Görev 1: Afganistan metnine göre ABD, Afganistan'ı işgal harekâtını hangi tarihte başlattı?
Görev 2: Afganistan metninin "ABD, 11 Eylül" sözleriyle başlayıp "misyon göreve başladı." sözlerine kadar süren bölümünü, "NATO" yerine "Kuzey Atlantik Antlaşması Örgütü" koyarak yeniden yazınız.
Görev 3: Afganistan metnini kaldığı yerden devam ettiriniz.

Belge bölümü:
Afganistan’da saldırılarını yoğunlaştıran Taliban’ın alan hakimiyeti hızla genişlerken, hükümet güçleri ilçelerin yaklaşık yüzde 22’sinde tam kontrolü elinde tutuyor.
ABD, 11 Eylül saldırılarının ardından Usame Bin Ladin ve diğer El Kaide elebaşlarını sakladığı gerekçesiyle 7 Ekim 2001’de “Sürekli Özgürlük” adını verdiği, Afganistan’ı işgal harekatını başlattı. 2001-2014’te 13 yıl süren operasyonda ABD’ye arasında NATO üyelerinin de bulunduğu 20’den fazla ülke destek verdi.
NATO liderliğinde 2014’te, ittifak üyesi olan ve olmayan 36 ülkeden oluşan, Afgan ordusunun eğitimine odaklanan yeni bir misyon göreve başladı.
Taliban’ın 2014’ten sonra etkinliği güneyden başlayıp diğer bölgelere yayılmak suretiyle hızla arttı.

Veri bloğu:
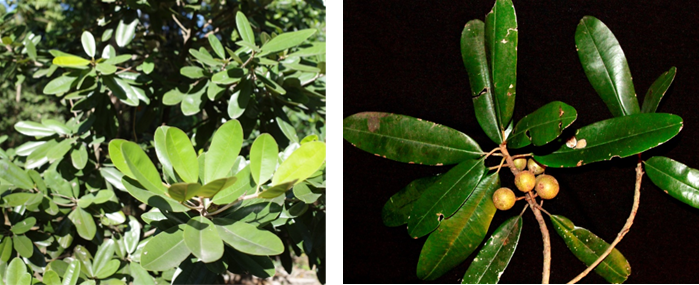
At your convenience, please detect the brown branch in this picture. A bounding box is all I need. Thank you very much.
[568,159,643,284]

Alıştırma sonucu 1: 7 Ekim 2001'de.

Alıştırma sonucu 2:
ABD, 11 Eylül saldırılarının ardından Usame Bin Ladin ve diğer El Kaide elebaşlarını sakladığı gerekçesiyle 7 Ekim 2001’de “Sürekli Özgürlük” adını verdiği, Afganistan’ı işgal harekatını başlattı. 2001-2014’te 13 yıl süren operasyonda ABD’ye arasında Kuzey Atlantik Antlaşması Örgütü üyelerinin de bulunduğu 20’den fazla ülke destek verdi.
Kuzey Atlantik Antlaşması Örgütü liderliğinde 2014’te, ittifak üyesi olan ve olmayan 36 ülkeden oluşan, Afgan ordusunun eğitimine odaklanan yeni bir misyon göreve başladı.

Alıştırma sonucu 3:
ABD’nin Taliban’la 29 Şubat 2020’de barış anlaşması imzalayarak ülkedeki tüm yabancı güçlerin çıkması için verdiği söz, ülke için dönüm noktası oldu.
Çekilme sürecine paralel olarak Taliban ile Afganistan İslam Cumhuriyeti tarafları arasında yürütülen geçiş süreci müzakereleri başarısızlıkla sonuçlandı.
Sürecin çökmesiyle de Taliban’ın ülke genelindeki baskısı yoğunlaştı. Doha Anlaşması ile yabancı güçlere saldırmama güvencesi veren Taliban, Afgan güvenlik güçlerine karşı şiddetli eylemlere girişti.
Birleşmiş Milletler Güvenlik Konseyi (BMGK) Yaptırım Komitesinin 12. Raporu’na göre Taliban, halihazırda 58 bin ile 100 bin arasında silahlı militana sahip. Taliban istikrarlı şekilde kadrolarını genişletirken, yılın ilk aylarında 352 bin kişiye ulaşması hedeflenen Afgan güvenlik güçleri mensuplarının sayısı ise 308 binde kaldı.
Taliban lehine bozulan dengeler
ABD’nin 2001 yılında Afganistan’ı işgali ve Taliban’ı geriletmesinin ardından yeniden yapılandırılan merkezi yönetimin ülke genelindeki nüfuzu gün geçtikçe azalıyor.
Toprak hakimiyeti konusunda hükümetin, Taliban’ın ve BM’nin farklı verileri mevcut.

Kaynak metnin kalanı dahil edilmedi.